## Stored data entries
┌──

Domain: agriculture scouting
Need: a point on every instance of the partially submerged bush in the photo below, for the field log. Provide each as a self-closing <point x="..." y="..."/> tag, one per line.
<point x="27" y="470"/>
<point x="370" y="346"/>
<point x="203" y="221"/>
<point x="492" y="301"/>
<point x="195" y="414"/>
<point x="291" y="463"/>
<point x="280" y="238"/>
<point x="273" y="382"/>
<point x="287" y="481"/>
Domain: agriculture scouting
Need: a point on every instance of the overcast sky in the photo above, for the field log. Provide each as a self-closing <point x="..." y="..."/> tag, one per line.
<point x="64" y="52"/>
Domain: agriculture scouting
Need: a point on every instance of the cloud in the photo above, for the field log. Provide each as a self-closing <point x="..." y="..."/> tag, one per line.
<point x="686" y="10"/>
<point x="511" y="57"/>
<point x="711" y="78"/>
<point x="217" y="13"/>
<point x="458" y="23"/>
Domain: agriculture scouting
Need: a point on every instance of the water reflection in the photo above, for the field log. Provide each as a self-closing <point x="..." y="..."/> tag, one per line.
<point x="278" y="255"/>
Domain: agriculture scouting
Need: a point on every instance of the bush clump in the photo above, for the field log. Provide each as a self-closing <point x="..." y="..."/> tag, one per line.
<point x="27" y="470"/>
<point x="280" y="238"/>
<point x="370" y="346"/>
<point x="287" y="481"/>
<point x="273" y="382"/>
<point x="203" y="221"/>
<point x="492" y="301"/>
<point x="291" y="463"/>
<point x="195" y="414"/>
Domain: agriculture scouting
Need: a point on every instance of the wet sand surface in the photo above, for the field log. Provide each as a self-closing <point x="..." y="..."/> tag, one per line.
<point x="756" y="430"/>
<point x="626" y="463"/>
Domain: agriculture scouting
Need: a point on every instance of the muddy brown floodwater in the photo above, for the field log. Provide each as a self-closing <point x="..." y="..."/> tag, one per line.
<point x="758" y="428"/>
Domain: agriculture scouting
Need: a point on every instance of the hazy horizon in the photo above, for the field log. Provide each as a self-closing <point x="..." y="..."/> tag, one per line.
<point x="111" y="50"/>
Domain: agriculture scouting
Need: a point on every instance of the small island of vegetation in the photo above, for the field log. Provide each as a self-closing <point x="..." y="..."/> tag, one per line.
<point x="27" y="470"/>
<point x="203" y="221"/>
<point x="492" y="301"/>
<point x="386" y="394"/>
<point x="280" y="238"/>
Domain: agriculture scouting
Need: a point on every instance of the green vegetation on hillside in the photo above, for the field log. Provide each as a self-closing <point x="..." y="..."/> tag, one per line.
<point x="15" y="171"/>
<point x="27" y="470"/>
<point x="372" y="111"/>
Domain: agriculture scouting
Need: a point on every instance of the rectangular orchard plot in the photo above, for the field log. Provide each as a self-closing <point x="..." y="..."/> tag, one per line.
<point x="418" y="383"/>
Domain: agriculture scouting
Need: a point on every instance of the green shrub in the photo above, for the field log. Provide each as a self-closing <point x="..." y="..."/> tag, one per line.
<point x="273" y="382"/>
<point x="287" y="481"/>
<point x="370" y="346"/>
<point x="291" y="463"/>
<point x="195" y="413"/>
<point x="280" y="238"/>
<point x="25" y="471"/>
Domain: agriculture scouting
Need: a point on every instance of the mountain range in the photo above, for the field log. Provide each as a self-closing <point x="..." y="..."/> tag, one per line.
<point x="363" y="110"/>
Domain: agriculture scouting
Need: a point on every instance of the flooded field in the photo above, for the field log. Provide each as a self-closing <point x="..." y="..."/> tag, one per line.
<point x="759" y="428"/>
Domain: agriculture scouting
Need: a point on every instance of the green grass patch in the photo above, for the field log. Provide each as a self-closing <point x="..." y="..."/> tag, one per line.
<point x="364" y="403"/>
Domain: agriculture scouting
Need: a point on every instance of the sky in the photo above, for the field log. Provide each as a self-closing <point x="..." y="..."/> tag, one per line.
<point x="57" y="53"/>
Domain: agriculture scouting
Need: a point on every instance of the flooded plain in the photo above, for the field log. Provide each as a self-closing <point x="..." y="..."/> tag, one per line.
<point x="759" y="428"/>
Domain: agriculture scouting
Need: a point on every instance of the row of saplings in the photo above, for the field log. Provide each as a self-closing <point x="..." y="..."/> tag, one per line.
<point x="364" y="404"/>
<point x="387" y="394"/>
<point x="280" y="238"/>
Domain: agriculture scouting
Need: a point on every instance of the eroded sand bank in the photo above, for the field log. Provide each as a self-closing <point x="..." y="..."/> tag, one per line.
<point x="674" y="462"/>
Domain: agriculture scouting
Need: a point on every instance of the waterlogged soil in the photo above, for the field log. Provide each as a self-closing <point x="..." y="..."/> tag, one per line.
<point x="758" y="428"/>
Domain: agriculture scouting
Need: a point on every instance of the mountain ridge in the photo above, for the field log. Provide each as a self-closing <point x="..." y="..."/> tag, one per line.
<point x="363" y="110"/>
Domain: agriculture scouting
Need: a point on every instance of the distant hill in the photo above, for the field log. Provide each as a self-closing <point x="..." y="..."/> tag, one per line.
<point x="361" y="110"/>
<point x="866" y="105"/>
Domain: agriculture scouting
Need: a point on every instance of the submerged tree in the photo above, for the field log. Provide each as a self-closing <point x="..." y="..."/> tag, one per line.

└──

## WORK TO COMPLETE
Now repeat the data exactly, keeping every line.

## ANSWER TO THIS EXERCISE
Domain: agriculture scouting
Need: a point on every instance of the partially submerged bush in the photo below, for the field log. Provide each as a self-closing <point x="..." y="..."/> tag, one per line.
<point x="27" y="470"/>
<point x="370" y="346"/>
<point x="203" y="221"/>
<point x="492" y="301"/>
<point x="195" y="414"/>
<point x="291" y="463"/>
<point x="280" y="238"/>
<point x="273" y="382"/>
<point x="287" y="481"/>
Domain: agriculture scouting
Need: a point on every instance of the overcast sky in the photo above, for the field log. Provide each as a self-closing <point x="..." y="..."/> tag, one per line.
<point x="64" y="52"/>
Domain: agriculture scouting
Need: a point on every instance of the cloud in the photo above, for the field log. Provide each as a self-closing <point x="..." y="..."/> tag, one per line.
<point x="686" y="10"/>
<point x="511" y="57"/>
<point x="711" y="78"/>
<point x="217" y="13"/>
<point x="458" y="23"/>
Domain: agriculture scouting
Need: a point on every instance of the water reflection in the photo above, for the field log. Provide each as a self-closing <point x="..." y="..."/> tag, one per line.
<point x="278" y="255"/>
Domain: agriculture scouting
Need: a point on every instance of the bush clump in the photo above, for the field log. Provide each as a self-closing <point x="..." y="..."/> tag, one per line.
<point x="27" y="470"/>
<point x="280" y="238"/>
<point x="370" y="346"/>
<point x="287" y="481"/>
<point x="273" y="382"/>
<point x="203" y="221"/>
<point x="492" y="301"/>
<point x="291" y="463"/>
<point x="195" y="414"/>
Domain: agriculture scouting
Need: a point on every instance of the wet sand surface in the photo above, for the field log. Provide each as a self-closing <point x="..." y="..."/> tag, one per line.
<point x="756" y="430"/>
<point x="626" y="463"/>
Domain: agriculture scouting
Need: a point on every instance of the muddy brown floodwater in the photo above, for the field log. Provide each as a self-closing <point x="..." y="..."/> tag, one per line.
<point x="758" y="428"/>
Domain: agriculture scouting
Need: a point on every instance of the hazy horizon in the photo above, for the field log. Provide each as a self-closing <point x="..." y="..."/> tag, one per line.
<point x="111" y="50"/>
Domain: agriculture scouting
Need: a point on every instance of the small island of vegetation in the photo above, for the field log. Provide each as a self-closing <point x="..." y="..."/> tag, one per line.
<point x="27" y="470"/>
<point x="203" y="221"/>
<point x="492" y="301"/>
<point x="386" y="394"/>
<point x="280" y="238"/>
Domain: agriculture scouting
Need: a point on every instance of the green vegetation on hillside in the photo above, for the field log. Provide each as a self-closing <point x="..." y="..."/> tag, one per line.
<point x="15" y="171"/>
<point x="27" y="470"/>
<point x="372" y="111"/>
Domain: agriculture scouting
Need: a point on every instance of the rectangular orchard plot in the photo above, for the field log. Provide each as a self-closing <point x="..." y="..."/> tag, one per line.
<point x="418" y="383"/>
Domain: agriculture scouting
Need: a point on every instance of the green shrub in the photo above, for the field log. Provide each as a self-closing <point x="..." y="..."/> tag, one per line.
<point x="273" y="382"/>
<point x="287" y="481"/>
<point x="370" y="346"/>
<point x="291" y="463"/>
<point x="195" y="413"/>
<point x="280" y="238"/>
<point x="25" y="471"/>
Domain: agriculture scouting
Need: a point on every instance of the mountain range in the photo above, for the field log. Provide each as a self-closing <point x="..." y="..."/> tag, one per line.
<point x="363" y="110"/>
Domain: agriculture scouting
Need: a point on every instance of the flooded field in the photo above, for the field log. Provide each as a self-closing <point x="..." y="..."/> tag, one per line.
<point x="759" y="428"/>
Domain: agriculture scouting
Need: a point on every instance of the green grass patch in the photo above, for the field log. Provide each as a self-closing <point x="..." y="..."/> tag, one per line.
<point x="364" y="403"/>
Domain: agriculture scouting
Need: a point on every instance of the sky in the photo above, for the field log. Provide each as a self-closing <point x="..." y="..."/> tag, one per line.
<point x="57" y="53"/>
Domain: agriculture scouting
Need: a point on every instance of the flooded plain in the photo above, for the field log. Provide each as a self-closing <point x="..." y="..."/> tag, one per line.
<point x="759" y="428"/>
Domain: agriculture scouting
Need: a point on every instance of the row of saplings in the photo above, for the field log. Provide each as a self-closing <point x="..." y="..."/> tag, one per line.
<point x="364" y="404"/>
<point x="387" y="394"/>
<point x="280" y="238"/>
Domain: agriculture scouting
Need: a point on every instance of the eroded sand bank in the photo above, for the field log. Provide each as a self-closing <point x="..." y="..."/> tag, one per line.
<point x="674" y="462"/>
Domain: agriculture scouting
Need: a point on every instance of the waterlogged soil in the photo above, for the field log. Provide each as a self-closing <point x="..." y="..."/> tag, one per line.
<point x="758" y="428"/>
Domain: agriculture scouting
Need: a point on every instance of the mountain ridge in the photo above, for the field log. Provide each as a self-closing <point x="..." y="..."/> tag, one per line.
<point x="363" y="110"/>
Domain: agriculture scouting
Need: a point on every instance of the distant hill in the photo above, for the field log. Provide each as a self-closing <point x="..." y="..."/> tag, one per line.
<point x="361" y="110"/>
<point x="866" y="105"/>
Domain: agriculture scouting
Need: a point on every instance of the submerged tree in the photo above, for the field log. Provide each as a self-closing <point x="..." y="..."/> tag, one per line.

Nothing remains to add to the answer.